INSTRUCTIONS FOR THE TASK: Copy every line of the entries that has the string "seaweed" in it.

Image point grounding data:
▬▬▬▬▬▬
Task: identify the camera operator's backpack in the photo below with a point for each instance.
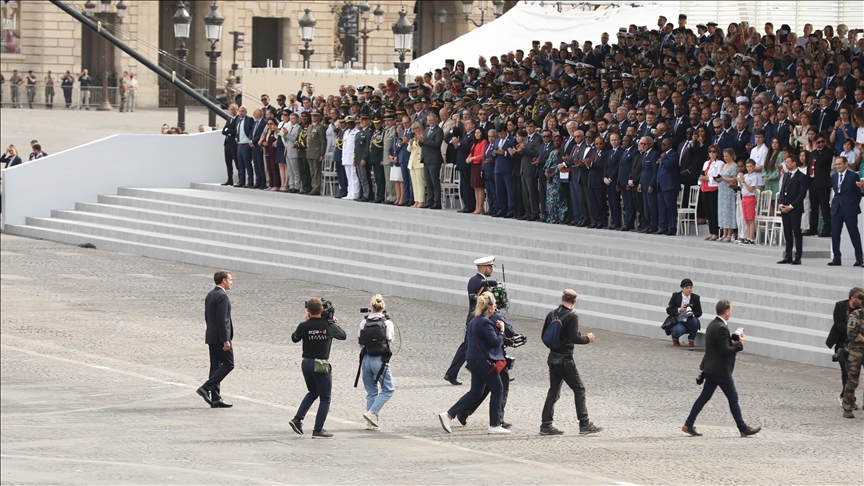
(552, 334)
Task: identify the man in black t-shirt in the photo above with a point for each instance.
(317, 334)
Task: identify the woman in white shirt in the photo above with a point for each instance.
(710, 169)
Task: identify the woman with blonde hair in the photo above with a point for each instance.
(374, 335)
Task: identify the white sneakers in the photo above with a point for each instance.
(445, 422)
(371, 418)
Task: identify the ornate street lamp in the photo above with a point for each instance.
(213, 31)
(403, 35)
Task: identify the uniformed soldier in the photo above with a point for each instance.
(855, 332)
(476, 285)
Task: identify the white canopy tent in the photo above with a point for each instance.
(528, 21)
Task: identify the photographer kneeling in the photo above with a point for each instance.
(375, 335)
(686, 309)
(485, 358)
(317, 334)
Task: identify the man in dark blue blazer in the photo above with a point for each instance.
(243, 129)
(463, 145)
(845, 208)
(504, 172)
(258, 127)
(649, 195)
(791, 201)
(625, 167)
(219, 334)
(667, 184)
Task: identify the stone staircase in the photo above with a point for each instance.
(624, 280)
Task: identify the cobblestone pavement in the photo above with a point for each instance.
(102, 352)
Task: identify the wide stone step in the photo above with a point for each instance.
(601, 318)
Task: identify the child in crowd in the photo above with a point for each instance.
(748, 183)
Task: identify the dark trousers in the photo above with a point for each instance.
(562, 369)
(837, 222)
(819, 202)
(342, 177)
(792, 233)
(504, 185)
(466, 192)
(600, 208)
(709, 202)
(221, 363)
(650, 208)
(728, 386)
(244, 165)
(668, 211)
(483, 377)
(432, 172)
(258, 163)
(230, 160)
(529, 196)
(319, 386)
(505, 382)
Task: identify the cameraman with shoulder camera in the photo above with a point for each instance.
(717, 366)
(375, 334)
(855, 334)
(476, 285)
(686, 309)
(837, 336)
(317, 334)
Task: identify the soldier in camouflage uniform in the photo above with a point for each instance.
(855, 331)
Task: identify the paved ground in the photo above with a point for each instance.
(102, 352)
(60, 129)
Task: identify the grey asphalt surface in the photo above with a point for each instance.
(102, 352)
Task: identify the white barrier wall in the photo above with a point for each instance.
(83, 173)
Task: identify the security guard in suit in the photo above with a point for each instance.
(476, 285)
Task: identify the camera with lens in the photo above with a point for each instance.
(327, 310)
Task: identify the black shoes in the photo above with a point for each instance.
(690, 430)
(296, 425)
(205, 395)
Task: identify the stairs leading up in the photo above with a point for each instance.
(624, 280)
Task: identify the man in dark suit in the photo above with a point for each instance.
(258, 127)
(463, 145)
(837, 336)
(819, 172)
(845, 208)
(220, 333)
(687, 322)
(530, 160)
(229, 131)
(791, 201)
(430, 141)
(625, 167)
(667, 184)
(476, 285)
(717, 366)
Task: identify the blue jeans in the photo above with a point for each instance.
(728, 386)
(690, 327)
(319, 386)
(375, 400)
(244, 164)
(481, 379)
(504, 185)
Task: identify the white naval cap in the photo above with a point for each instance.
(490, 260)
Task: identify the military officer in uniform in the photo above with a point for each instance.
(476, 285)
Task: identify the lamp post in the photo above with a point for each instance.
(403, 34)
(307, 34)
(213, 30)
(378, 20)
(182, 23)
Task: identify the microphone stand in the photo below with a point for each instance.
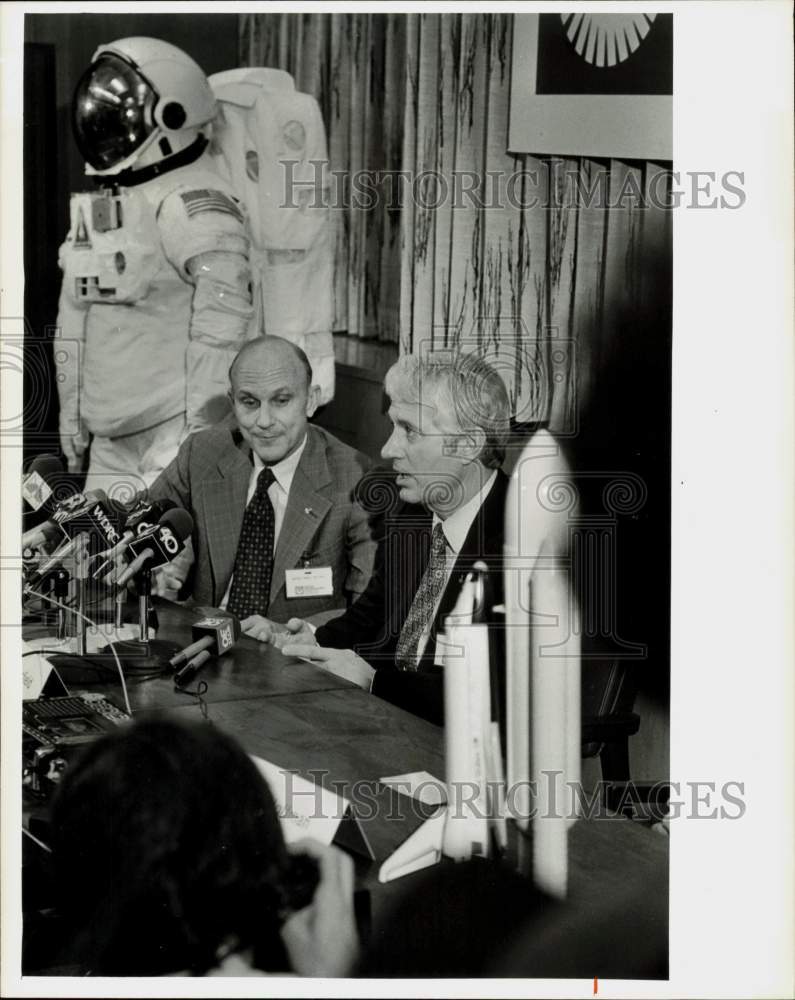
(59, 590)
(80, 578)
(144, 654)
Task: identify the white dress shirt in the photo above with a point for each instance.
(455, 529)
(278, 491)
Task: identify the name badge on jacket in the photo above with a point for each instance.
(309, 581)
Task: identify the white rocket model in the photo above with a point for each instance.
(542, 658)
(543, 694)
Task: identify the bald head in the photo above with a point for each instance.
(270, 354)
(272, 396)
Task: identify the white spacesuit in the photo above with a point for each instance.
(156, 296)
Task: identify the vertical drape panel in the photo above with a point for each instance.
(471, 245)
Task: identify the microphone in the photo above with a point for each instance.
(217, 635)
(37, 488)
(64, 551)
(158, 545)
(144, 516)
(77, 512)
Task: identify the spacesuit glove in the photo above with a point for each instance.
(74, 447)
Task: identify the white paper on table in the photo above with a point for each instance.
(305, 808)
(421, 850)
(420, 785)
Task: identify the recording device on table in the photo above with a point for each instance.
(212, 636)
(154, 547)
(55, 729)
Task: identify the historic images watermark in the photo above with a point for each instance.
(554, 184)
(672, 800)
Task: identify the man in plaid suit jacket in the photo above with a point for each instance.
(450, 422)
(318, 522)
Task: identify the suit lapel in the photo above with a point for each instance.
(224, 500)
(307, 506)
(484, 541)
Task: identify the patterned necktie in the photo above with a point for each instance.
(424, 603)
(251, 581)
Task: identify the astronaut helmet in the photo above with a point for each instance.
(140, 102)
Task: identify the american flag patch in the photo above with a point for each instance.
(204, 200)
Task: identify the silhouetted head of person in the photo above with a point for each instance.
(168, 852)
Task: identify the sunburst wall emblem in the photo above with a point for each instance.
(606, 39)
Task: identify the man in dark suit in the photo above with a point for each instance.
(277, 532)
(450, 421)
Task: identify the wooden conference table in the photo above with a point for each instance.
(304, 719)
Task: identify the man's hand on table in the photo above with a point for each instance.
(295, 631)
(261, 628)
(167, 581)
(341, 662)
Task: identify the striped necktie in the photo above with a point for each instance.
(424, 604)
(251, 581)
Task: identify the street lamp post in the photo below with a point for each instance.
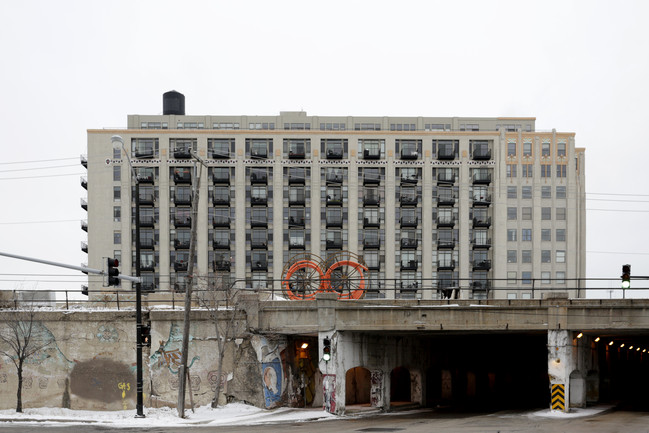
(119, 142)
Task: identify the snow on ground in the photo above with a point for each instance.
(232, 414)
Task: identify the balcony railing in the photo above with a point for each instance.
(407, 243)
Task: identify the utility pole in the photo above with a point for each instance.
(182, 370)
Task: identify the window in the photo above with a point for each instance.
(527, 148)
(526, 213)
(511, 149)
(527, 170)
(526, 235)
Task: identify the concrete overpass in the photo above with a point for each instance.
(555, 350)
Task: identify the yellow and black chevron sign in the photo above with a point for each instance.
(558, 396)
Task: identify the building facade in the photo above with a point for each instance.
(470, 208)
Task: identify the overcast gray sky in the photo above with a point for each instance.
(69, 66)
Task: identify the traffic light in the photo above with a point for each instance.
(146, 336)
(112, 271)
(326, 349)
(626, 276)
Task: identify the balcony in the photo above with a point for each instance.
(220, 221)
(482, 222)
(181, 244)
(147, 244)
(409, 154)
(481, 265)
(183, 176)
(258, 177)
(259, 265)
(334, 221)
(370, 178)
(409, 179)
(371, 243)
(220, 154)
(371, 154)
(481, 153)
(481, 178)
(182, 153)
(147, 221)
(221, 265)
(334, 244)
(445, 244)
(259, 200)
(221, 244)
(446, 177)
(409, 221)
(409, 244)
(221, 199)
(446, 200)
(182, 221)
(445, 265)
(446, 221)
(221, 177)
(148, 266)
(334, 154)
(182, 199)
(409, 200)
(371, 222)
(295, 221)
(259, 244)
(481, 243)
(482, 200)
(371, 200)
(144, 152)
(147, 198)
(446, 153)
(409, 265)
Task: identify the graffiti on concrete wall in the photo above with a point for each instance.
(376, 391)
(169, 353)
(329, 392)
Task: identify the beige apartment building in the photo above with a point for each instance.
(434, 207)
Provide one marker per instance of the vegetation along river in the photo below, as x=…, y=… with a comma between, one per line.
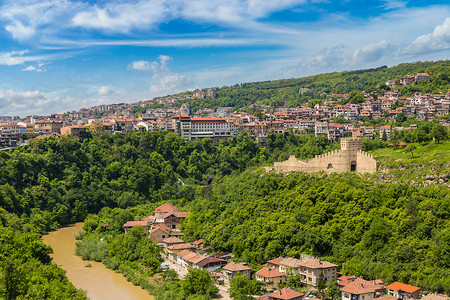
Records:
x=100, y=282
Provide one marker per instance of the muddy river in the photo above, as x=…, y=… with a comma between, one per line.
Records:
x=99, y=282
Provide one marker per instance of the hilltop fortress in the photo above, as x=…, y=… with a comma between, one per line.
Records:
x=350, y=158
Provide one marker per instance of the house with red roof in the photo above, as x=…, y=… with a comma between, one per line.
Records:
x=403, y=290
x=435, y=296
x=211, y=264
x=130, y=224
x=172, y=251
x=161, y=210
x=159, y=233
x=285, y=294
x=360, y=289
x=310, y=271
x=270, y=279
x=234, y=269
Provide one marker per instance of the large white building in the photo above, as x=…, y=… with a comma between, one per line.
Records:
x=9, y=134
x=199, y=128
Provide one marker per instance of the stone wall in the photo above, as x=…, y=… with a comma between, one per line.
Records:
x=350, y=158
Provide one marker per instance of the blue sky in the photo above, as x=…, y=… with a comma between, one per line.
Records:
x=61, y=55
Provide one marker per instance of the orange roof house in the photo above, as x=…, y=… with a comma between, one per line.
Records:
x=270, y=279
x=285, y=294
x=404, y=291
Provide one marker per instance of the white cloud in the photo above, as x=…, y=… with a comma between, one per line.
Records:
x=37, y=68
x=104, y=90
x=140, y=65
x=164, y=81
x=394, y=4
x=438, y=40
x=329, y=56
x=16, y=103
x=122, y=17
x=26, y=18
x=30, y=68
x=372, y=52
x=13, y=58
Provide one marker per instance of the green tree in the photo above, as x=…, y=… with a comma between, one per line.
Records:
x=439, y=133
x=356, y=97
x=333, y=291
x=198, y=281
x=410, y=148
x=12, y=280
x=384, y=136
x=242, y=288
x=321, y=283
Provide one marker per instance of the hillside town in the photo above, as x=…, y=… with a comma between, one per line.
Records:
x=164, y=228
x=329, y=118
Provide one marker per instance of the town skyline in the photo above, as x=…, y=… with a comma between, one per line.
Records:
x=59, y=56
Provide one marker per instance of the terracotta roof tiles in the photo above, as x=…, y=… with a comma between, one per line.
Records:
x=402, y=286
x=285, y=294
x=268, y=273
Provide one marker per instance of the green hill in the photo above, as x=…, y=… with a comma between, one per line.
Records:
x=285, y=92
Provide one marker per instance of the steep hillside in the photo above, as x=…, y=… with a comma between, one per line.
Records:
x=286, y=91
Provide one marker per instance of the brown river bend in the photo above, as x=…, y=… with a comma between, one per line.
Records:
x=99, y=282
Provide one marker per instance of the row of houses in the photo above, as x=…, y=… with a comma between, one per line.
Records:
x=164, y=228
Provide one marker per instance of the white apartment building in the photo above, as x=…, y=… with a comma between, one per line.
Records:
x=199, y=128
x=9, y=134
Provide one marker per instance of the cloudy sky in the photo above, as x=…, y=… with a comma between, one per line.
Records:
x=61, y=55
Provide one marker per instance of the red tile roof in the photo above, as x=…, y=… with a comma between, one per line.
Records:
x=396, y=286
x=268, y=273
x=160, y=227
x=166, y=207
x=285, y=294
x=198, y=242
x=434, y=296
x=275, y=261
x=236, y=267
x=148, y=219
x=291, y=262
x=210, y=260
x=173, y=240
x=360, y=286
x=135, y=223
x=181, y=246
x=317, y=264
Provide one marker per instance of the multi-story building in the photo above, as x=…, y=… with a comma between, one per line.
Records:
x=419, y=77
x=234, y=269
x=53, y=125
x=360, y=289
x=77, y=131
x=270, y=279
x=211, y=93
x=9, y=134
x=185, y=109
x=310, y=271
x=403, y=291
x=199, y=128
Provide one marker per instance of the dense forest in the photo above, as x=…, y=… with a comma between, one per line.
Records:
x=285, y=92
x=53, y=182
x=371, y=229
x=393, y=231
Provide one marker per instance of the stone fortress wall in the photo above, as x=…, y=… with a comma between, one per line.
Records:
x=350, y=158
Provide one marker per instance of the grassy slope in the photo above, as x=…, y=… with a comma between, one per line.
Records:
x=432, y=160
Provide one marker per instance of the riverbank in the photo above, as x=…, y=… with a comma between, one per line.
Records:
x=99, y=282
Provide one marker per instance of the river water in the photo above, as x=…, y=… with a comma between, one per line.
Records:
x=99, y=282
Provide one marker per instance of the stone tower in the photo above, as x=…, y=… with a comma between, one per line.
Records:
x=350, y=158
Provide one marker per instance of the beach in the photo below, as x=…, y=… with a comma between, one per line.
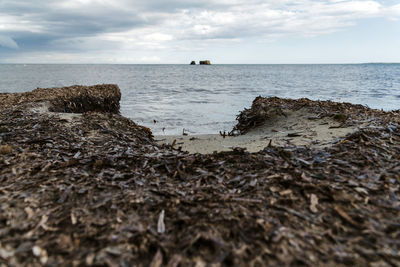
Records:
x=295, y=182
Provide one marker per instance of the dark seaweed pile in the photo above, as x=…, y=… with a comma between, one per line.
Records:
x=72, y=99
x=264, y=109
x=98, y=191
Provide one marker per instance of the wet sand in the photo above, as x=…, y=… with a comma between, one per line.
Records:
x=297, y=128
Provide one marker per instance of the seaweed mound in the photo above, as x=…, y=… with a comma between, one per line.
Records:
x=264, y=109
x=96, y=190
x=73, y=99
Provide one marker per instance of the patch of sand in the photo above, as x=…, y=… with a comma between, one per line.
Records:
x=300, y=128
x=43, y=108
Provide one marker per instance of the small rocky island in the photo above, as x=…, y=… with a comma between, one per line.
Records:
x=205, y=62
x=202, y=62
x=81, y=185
▬▬▬▬▬▬
YOUR RESPONSE:
Provide one marker per instance of the dark seaweed pile in the photo above, as x=…, y=… with a comma between, one per line.
Provide one marker per instance of the seaweed mound in the photo above, as x=…, y=… with a comma between, one per line.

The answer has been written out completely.